Former state Rep. Deborah Berry took the reins at the station late last year after the death in June of University of Northern Iowa professor Scharron Clayton. Longtime president Lou Porter retired in 2014.

It’s been a time of transition for the African-American radio station as it marks its 40th anniversary. Founded in 1977, it went on the air in the summer of 1978, broadcasting from a house on Cottage Street on Waterloo’s north end just blocks from the station’s current headquarters at Newell and Mobile streets.

Every day, Berry looks at the large portrait of station founder Jimmie Porter, who died in 2007, and hopes she’s living up to the station’s original mission to “communicate to educate” and be a resource for the community.

“We’re going to try to ‘make it local’ and showcase what’s happening throughout this community,” Berry said. “KBBG just has to be that voice for an ever-changing community. Our community’s changing. Information is information. And I think everyone can grow from that.”

She knows the station has to change with the times and audiences.

“We have to really adapt to the society that we live in today, with the competition of Sirrius XM, Internet radio and your iPhone,” Berry said.

Also, the programming has to be live and local. “We’re getting back to live bodies and live people talking about current and local affairs that affect people’s lives,” she said. “It’s working out well.”

She also has at her side Porter’s daughter, Edyce Porter, who has been at the station most of its existence. She has been a steady resource behind the scenes, but is behind the scenes no longer. Berry has made her community outreach director.

Berry and her staff are rejuvenating the station and its programming. Agency representatives and community resources might be called do shorter information segments spread through the day to catch more listeners, and more mobile listeners.

CHALLENGES:
A – Set down the part of the KBBG article that runs from "She also has" up to and including "more mobile listeners.", copying it word for word.
B – According to the KBBG article, where did the station broadcast from when it first went on the air in 1978?

GIVEN DATA:
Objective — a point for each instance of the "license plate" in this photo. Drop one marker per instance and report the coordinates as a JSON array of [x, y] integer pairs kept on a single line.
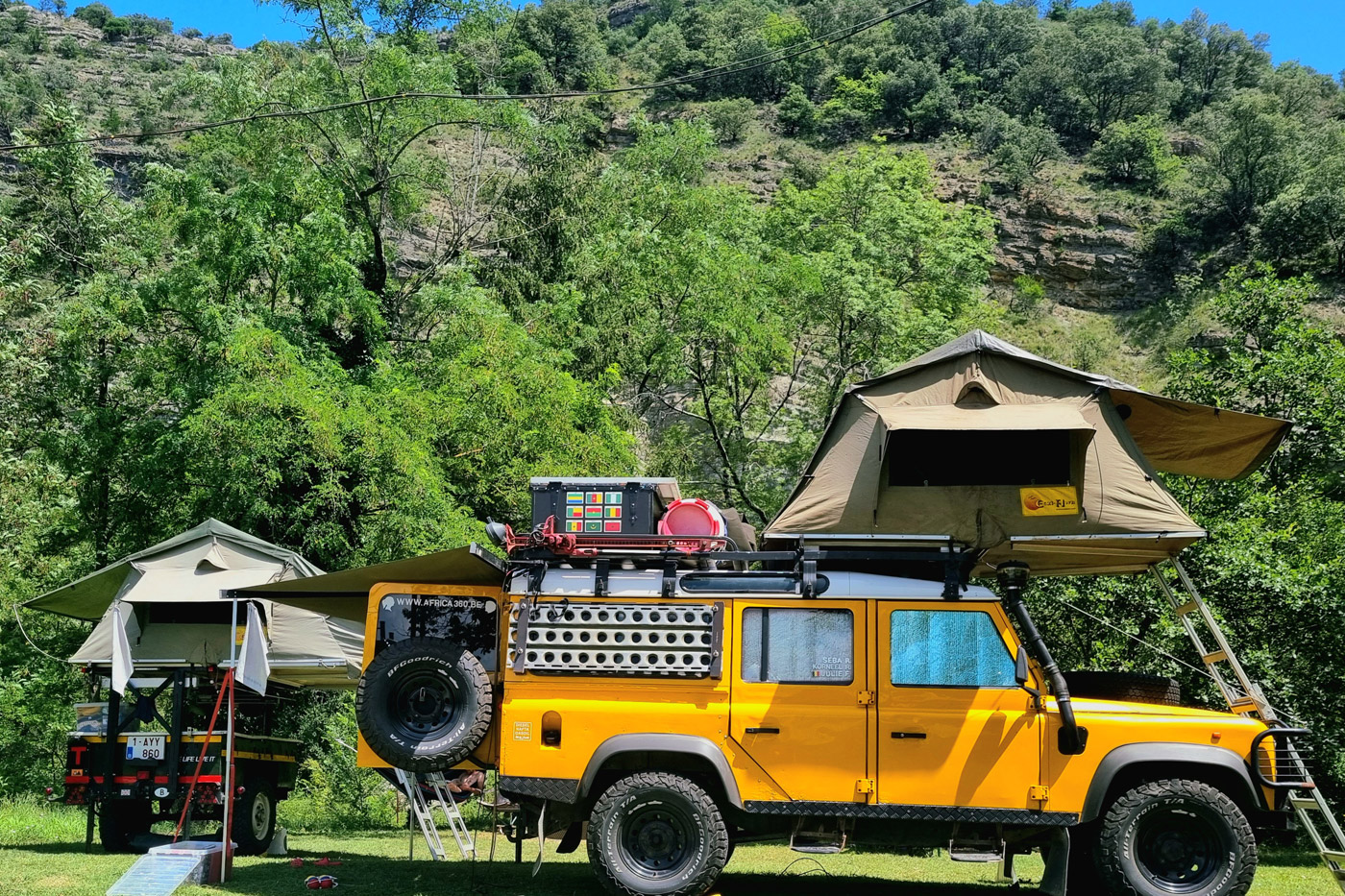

EXPECTED OUTPUTS:
A –
She also has at her side Porter’s daughter, Edyce Porter, who has been at the station most of its existence. She has been a steady resource behind the scenes, but is behind the scenes no longer. Berry has made her community outreach director.

Berry and her staff are rejuvenating the station and its programming. Agency representatives and community resources might be called do shorter information segments spread through the day to catch more listeners, and more mobile listeners.

B – From a house on Cottage Street on Waterloo's north end.